> What to do: Reproduce the passage of the interest-rate article word for word, from "After three years" up to and including "the headlines suggest.".

After three years of aggressive tightening, the global interest‑rate cycle is showing its first signs of divergence. Inflation has eased across many advanced economies, growth has cooled, and several central banks have begun edging away from the “higher for longer” stance that defined the post‑pandemic period. But the picture is far from uniform - and the signals are more nuanced than the headlines suggest.
Changing policies
The clearest indication of change comes from the United States. In late 2025, the Federal Reserve delivered three consecutive 25‑basis‑point cuts, bringing the federal funds rate down to a range of 3.50 to 3.75 per cent - its lowest level in nearly three years. The cuts reflected slowing job growth and a gradual easing of inflationary pressure. Yet the Fed’s communication remained cautious: policymakers signalled no appetite for a rapid easing cycle, emphasising data dependence and the limits of future cuts. Markets initially rallied but quickly turned volatile as investors reassessed the Fed’s guarded tone.

> The data:
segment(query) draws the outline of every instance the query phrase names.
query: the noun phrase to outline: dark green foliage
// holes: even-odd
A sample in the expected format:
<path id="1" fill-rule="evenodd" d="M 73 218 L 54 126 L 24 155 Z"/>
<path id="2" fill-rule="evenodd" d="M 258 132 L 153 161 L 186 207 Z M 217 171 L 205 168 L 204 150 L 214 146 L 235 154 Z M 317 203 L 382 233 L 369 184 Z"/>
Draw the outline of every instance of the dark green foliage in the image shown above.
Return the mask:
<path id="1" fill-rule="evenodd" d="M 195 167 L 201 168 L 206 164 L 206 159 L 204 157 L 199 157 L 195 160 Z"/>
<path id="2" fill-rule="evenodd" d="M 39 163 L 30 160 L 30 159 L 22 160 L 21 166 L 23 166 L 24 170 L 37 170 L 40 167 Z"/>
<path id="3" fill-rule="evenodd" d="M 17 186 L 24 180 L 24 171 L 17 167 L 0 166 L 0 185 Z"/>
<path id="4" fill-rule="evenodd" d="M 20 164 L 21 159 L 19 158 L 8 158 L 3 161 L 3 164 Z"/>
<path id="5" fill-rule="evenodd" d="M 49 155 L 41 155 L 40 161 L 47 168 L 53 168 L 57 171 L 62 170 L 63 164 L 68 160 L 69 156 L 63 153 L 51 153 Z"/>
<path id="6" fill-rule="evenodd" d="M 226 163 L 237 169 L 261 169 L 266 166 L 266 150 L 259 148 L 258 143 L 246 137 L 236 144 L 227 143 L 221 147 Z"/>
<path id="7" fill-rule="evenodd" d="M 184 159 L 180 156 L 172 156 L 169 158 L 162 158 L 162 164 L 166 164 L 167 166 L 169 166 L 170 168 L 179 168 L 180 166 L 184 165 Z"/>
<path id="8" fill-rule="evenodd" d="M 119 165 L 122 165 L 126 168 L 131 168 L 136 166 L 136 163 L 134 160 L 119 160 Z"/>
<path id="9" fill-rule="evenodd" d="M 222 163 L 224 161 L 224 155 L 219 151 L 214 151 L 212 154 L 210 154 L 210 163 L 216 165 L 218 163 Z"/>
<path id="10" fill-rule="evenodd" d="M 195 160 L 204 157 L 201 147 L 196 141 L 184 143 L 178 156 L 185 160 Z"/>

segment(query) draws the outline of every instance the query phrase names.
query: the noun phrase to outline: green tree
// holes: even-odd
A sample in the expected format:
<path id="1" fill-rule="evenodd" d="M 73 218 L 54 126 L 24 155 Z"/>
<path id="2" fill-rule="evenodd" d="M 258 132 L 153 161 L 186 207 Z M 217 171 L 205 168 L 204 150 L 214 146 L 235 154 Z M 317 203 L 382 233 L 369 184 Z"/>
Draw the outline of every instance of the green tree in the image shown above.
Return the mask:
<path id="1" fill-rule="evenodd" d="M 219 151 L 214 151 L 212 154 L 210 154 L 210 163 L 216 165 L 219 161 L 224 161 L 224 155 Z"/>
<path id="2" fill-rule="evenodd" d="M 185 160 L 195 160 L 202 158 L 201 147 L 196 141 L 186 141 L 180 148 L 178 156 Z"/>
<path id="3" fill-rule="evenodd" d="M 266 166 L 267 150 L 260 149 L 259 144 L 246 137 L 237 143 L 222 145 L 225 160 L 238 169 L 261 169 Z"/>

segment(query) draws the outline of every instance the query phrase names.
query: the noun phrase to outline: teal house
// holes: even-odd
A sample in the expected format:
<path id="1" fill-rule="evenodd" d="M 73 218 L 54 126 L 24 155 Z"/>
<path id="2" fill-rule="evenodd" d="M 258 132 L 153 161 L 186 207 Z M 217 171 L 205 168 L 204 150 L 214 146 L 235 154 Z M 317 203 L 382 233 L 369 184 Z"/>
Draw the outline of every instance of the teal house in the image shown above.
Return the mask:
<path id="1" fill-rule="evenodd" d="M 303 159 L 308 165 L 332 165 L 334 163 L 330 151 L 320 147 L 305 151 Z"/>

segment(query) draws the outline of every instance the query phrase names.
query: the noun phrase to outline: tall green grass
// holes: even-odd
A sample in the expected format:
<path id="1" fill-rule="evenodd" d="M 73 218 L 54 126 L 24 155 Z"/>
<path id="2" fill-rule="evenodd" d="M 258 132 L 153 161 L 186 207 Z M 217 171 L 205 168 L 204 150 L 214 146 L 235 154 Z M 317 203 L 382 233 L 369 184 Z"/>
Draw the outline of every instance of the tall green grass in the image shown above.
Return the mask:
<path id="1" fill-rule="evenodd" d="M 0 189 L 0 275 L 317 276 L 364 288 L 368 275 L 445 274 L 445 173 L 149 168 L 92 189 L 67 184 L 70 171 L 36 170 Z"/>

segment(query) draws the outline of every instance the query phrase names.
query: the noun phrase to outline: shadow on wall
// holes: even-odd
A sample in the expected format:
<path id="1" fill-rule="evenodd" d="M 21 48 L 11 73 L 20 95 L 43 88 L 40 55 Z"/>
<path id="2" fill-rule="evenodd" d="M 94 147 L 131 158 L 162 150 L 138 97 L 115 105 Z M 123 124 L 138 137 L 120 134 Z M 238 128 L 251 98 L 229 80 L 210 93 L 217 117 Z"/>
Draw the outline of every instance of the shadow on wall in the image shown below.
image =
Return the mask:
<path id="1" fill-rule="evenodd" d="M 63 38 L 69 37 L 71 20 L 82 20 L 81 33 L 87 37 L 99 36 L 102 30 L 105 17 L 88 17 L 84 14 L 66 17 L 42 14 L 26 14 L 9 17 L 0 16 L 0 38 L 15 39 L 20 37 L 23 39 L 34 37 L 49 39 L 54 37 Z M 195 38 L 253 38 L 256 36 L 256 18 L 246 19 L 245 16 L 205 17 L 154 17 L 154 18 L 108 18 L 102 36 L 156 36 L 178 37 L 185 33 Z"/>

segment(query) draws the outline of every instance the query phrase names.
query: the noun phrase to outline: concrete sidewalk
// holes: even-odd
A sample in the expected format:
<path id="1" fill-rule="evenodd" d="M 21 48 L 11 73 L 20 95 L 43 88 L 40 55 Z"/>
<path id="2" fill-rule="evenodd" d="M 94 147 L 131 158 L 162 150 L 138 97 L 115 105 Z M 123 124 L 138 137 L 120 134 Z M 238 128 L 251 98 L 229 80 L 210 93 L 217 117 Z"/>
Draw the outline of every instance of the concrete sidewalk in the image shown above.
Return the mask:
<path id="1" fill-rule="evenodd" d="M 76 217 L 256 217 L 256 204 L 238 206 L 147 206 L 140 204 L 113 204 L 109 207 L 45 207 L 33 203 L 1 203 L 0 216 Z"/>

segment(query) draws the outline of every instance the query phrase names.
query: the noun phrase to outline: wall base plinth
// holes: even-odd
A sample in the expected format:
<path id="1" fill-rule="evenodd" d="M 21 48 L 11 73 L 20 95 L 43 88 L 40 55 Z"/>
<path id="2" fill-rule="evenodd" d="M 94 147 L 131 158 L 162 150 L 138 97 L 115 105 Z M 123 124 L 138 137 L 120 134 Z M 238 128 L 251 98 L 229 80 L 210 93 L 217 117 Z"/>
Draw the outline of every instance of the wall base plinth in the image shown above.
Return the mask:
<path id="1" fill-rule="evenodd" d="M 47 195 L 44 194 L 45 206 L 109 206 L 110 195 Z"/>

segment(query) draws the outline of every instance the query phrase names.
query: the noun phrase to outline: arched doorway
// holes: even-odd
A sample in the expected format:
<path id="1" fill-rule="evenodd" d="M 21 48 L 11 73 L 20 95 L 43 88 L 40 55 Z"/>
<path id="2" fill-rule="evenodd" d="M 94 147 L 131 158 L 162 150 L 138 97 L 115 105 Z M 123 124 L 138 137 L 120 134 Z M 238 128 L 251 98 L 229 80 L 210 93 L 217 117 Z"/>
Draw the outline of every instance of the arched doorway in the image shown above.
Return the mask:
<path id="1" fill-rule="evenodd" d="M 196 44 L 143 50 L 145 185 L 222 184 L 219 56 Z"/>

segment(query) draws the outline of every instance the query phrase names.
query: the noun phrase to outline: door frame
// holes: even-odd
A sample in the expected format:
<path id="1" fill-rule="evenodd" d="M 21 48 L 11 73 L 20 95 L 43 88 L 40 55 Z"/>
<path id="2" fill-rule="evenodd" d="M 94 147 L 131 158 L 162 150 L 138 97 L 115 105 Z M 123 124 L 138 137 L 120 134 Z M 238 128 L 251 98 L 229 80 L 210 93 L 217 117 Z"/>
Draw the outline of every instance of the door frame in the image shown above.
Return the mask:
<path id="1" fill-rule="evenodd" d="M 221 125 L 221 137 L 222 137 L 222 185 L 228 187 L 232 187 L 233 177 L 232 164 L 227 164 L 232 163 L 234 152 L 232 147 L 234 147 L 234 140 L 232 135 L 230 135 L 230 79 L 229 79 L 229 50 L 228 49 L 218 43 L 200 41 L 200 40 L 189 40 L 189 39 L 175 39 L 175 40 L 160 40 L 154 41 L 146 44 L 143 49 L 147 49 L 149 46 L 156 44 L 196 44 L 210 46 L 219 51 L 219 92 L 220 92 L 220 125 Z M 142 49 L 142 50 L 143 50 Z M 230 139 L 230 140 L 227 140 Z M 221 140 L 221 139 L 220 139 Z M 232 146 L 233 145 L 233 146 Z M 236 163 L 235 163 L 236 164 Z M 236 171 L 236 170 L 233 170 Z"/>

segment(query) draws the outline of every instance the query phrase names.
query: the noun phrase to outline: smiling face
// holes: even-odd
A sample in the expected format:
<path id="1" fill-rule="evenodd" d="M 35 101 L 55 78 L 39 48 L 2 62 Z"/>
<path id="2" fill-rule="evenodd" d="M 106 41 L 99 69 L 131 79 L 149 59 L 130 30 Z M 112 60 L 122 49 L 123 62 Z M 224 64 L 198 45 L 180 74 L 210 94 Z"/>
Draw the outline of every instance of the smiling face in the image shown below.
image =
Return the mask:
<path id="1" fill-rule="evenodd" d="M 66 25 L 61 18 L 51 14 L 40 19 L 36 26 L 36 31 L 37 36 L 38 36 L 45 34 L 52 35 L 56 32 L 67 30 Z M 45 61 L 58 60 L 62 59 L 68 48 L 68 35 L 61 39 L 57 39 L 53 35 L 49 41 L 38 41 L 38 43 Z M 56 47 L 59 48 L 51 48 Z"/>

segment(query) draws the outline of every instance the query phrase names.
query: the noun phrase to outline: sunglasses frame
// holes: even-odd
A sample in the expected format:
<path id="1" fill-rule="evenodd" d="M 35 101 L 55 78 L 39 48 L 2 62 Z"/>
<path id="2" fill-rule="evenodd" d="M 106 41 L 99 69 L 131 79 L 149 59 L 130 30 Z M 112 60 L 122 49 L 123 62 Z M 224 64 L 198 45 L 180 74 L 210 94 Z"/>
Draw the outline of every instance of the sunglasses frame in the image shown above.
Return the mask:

> Solution to this exercise:
After three years of aggressive tightening, the global interest‑rate cycle is showing its first signs of divergence. Inflation has eased across many advanced economies, growth has cooled, and several central banks have begun edging away from the “higher for longer” stance that defined the post‑pandemic period. But the picture is far from uniform - and the signals are more nuanced than the headlines suggest.